• [Short task 1]: Translate this sentence from the STEM excerpt into Spanish: "By graduation, men outnumber women in nearly every scientific field."

• [Source excerpt]:
— Start —

People of color are often underrepresented in STEM education and careers. Black and Hispanic adults are less likely to earn STEM degrees than in other fields. According to a Pew Research Center analysis, they continue to make up a lower share of STEM graduates relative to their percentage of the adult population.

According to the analysis, current trends in STEM degree attainment appear unlikely to narrow these gaps substantially.

As for women, even though the gender now earns most of all undergraduate and advanced degrees, they remain a small share of degree earners in fields like engineering and computer science – where they are significantly underrepresented in the workforce.

According to an American Association of University Women (AAUW) report, girls and boys take the same number of math and science courses in elementary, middle, and high school. Both leave high school prepared to pursue science and engineering degrees in college. Yet women are less likely than men to pursue majors in STEM. By graduation, men outnumber women in nearly every scientific field. The difference is even more pronounced for physics, computer science, and engineering, with women earning only 20% of bachelor’s degrees in STEM. The numbers decline even more at the graduate level and in the workplace.

The program directed by Bailey seeks to change those statistics.

— End —

• [Short task 2]: Show every line of the entries below that contains the string "with", treating uppercase and lowercase as different.

• [Given entries]:
— Start —

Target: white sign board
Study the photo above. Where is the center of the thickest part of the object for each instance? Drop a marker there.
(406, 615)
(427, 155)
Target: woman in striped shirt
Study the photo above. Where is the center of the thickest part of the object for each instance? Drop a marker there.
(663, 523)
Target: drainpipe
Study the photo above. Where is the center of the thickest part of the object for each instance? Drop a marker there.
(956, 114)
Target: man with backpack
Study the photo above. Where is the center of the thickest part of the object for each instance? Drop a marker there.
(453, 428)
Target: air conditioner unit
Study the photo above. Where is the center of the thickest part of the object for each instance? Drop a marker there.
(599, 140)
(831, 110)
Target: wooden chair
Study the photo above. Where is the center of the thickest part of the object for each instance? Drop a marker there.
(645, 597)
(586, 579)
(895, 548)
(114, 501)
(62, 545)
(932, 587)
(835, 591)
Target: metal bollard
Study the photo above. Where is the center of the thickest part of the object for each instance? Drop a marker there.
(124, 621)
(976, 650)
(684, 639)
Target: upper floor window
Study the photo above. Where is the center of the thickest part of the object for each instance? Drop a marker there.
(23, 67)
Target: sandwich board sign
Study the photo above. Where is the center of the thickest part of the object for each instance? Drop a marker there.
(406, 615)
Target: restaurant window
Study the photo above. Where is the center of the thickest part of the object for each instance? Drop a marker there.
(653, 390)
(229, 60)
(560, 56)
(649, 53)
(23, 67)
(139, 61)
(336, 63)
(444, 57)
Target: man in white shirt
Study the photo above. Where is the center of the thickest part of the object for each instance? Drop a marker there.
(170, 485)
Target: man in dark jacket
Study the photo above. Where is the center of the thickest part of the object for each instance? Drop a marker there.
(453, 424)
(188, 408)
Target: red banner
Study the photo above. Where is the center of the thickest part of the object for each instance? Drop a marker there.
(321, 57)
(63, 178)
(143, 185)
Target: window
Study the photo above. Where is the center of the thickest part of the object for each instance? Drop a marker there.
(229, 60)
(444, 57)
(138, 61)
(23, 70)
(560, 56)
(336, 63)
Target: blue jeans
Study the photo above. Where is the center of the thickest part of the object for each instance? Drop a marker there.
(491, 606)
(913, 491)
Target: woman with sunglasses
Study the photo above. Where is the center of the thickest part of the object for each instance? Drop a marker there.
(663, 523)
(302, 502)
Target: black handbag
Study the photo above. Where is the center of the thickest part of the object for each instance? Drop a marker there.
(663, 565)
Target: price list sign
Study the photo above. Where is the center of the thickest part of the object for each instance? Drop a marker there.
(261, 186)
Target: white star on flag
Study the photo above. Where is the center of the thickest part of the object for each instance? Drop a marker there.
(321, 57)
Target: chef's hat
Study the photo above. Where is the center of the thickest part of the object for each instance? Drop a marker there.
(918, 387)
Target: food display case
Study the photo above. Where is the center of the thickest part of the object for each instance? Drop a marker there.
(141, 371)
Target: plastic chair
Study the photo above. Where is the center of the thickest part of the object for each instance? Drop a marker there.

— End —

• [Complete output 1]: Al momento de la graduación, los hombres superan en número a las mujeres en casi todos los campos científicos.

• [Complete output 2]:
Target: man with backpack
Target: woman with sunglasses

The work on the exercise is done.